==== Data for processing ====

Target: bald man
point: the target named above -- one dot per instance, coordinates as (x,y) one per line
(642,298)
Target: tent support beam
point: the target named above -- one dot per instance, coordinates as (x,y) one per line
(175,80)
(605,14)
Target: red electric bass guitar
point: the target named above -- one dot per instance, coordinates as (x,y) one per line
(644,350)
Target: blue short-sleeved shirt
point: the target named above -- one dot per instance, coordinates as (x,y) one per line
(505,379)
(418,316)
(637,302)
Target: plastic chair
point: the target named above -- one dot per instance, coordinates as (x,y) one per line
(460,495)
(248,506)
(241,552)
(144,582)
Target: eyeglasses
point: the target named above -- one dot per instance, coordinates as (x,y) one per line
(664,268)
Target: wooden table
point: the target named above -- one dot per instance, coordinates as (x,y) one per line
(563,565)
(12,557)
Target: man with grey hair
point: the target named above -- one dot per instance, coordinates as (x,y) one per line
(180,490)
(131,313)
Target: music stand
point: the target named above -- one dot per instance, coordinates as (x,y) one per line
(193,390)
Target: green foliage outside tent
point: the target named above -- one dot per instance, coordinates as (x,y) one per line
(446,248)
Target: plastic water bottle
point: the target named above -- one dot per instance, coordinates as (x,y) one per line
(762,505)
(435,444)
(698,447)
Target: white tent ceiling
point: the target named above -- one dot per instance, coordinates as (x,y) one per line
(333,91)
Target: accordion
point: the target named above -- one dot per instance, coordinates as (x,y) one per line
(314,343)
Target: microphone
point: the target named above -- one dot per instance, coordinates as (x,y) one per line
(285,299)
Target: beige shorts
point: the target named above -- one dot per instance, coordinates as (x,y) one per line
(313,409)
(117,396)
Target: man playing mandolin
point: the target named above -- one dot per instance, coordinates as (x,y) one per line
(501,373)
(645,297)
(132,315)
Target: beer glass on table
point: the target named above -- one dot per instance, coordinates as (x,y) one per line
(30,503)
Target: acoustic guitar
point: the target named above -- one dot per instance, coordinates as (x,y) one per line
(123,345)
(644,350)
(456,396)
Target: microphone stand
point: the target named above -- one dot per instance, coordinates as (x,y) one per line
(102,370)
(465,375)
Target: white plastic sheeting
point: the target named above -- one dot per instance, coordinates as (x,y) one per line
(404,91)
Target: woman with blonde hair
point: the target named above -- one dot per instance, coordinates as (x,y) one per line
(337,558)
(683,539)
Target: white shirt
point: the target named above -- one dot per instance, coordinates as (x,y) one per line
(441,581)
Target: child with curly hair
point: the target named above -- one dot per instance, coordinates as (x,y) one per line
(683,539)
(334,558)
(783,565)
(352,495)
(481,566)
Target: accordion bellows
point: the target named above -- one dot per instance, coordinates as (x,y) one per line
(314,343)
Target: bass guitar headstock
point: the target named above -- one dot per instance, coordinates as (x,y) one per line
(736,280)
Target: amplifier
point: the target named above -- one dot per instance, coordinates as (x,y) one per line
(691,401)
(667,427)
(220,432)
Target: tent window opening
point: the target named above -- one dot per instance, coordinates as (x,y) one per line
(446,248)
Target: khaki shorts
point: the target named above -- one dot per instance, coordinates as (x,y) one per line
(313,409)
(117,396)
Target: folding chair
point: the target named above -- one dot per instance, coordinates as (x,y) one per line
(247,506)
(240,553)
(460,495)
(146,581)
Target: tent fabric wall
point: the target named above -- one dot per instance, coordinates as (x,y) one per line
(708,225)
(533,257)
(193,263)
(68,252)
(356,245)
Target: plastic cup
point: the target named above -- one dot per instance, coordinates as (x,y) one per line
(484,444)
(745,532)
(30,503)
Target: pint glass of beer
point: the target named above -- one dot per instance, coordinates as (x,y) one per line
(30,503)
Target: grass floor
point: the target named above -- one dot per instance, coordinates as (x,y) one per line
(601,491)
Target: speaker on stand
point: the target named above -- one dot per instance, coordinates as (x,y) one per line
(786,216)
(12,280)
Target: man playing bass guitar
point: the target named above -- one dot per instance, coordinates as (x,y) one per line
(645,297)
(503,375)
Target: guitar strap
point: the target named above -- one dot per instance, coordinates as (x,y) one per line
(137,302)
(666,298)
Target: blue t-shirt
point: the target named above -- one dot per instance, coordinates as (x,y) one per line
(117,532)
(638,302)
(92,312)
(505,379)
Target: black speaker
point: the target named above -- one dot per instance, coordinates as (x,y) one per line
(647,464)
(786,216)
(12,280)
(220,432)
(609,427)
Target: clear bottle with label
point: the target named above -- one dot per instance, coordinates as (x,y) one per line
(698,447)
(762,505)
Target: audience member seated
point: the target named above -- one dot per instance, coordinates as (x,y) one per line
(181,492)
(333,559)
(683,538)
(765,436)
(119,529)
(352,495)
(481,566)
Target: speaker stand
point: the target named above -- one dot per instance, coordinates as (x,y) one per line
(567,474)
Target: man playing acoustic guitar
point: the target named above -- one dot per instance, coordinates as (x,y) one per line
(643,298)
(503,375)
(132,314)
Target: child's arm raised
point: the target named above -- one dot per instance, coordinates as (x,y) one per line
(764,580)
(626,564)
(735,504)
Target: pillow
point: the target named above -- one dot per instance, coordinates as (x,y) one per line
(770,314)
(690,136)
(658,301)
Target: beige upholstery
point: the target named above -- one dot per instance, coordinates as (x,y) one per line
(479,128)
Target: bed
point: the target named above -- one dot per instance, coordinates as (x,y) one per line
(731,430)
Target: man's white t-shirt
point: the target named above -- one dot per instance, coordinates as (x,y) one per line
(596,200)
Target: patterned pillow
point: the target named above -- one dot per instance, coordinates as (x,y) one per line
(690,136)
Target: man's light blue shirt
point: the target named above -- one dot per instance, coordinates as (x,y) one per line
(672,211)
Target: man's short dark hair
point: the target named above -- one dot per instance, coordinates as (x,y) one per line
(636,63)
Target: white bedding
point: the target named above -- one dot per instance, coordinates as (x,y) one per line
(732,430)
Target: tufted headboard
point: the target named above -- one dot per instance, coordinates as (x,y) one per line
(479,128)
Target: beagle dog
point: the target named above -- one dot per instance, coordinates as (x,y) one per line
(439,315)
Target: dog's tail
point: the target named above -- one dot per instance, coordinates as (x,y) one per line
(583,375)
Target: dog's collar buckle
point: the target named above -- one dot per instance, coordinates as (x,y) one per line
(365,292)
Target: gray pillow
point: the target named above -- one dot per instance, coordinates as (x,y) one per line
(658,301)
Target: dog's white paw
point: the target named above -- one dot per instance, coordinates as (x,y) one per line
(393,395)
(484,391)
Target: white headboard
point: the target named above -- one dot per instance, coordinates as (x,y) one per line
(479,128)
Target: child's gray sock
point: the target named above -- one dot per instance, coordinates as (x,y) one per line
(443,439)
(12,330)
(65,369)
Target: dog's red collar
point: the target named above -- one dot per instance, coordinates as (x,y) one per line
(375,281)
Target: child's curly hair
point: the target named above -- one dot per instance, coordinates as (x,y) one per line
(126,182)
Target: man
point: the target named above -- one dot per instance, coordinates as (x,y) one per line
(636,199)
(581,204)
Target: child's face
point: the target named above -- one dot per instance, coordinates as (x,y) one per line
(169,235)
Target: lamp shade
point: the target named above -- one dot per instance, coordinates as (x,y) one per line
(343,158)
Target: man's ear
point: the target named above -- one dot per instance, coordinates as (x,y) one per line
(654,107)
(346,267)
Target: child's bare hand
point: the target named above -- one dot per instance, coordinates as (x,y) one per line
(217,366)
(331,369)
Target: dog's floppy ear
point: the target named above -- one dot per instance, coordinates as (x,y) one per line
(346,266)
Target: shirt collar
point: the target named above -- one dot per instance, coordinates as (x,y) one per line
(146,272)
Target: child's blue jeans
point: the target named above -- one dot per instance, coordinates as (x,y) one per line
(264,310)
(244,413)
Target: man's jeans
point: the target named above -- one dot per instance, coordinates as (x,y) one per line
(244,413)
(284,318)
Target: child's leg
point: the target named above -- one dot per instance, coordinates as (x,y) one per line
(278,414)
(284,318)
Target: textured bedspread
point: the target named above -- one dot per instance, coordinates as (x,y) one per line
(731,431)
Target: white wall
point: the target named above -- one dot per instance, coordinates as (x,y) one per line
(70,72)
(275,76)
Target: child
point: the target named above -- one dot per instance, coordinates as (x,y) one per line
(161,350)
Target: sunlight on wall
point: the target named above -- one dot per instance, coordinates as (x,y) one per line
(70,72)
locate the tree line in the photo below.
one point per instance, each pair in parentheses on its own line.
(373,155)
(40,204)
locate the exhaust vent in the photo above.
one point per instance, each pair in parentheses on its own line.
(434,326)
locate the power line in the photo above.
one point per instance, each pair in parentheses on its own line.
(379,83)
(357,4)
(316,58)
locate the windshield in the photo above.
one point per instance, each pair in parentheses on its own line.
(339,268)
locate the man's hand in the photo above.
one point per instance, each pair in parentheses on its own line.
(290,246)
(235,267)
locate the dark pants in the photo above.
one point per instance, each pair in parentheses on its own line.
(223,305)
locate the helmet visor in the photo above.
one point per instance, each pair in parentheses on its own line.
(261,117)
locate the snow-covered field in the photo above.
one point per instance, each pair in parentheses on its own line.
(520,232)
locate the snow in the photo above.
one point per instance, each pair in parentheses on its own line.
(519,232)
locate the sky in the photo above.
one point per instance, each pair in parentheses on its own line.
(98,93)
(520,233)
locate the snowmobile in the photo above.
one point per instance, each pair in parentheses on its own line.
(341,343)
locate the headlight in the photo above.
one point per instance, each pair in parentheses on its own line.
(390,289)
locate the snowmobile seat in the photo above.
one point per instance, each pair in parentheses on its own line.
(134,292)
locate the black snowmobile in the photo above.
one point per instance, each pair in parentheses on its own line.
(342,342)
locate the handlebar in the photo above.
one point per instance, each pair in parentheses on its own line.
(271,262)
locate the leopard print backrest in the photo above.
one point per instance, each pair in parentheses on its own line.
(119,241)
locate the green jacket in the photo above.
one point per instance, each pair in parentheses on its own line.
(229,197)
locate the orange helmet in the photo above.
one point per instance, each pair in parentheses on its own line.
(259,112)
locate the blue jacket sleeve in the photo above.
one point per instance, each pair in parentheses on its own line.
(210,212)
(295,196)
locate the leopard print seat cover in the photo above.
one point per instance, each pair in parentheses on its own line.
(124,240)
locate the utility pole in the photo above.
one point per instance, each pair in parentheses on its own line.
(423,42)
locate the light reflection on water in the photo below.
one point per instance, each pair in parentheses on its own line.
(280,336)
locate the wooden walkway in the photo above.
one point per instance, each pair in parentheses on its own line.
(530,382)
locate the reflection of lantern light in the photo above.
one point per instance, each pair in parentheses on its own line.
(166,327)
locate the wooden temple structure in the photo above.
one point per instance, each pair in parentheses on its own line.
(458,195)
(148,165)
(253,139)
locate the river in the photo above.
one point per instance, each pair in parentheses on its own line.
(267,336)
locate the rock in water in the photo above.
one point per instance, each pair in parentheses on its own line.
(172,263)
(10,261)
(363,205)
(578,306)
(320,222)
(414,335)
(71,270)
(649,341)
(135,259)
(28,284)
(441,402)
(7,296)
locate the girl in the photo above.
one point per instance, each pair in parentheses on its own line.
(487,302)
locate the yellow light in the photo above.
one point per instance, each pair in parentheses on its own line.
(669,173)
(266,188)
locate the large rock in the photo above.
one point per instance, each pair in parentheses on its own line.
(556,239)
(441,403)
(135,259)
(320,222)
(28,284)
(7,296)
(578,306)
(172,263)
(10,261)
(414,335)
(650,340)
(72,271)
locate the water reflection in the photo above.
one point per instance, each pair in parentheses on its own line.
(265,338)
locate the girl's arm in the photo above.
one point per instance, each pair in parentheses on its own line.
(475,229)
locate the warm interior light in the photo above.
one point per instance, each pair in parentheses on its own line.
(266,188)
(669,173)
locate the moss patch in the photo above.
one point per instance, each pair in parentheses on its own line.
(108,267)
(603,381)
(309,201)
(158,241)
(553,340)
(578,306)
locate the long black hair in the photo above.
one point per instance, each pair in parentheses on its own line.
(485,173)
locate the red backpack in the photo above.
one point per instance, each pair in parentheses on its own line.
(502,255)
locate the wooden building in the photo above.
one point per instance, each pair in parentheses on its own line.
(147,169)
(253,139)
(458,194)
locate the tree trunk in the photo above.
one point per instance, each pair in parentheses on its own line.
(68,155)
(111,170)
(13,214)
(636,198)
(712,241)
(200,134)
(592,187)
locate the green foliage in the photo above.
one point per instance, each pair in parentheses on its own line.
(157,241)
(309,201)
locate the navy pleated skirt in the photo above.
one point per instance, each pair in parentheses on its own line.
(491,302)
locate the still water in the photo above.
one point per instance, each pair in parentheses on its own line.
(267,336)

====

=== Instructions to follow ===
Pull from the data each line where the string "helmet" turns up.

=== Solution to this problem ===
locate the helmet visor in the photo above.
locate the orange helmet in the photo above.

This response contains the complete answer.